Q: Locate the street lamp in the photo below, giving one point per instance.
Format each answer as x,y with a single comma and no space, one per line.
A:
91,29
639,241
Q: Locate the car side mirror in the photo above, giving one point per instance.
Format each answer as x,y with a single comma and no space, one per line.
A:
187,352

◆ ◆ ◆ ◆

• _Task prompt_
Reproduce the records with "instance" switched to "occurrence" and nothing else altered.

• _Response to this task_
Q: Locate the street lamp in the photo below, giving one point per occurrence.
Format each answer as x,y with a single comma and no space, one per line.
A:
91,29
639,241
Q: Locate the car side mirror in the photo above, giving one point per occurrence.
Format each answer as x,y with a single comma and no space, one per line.
A:
187,352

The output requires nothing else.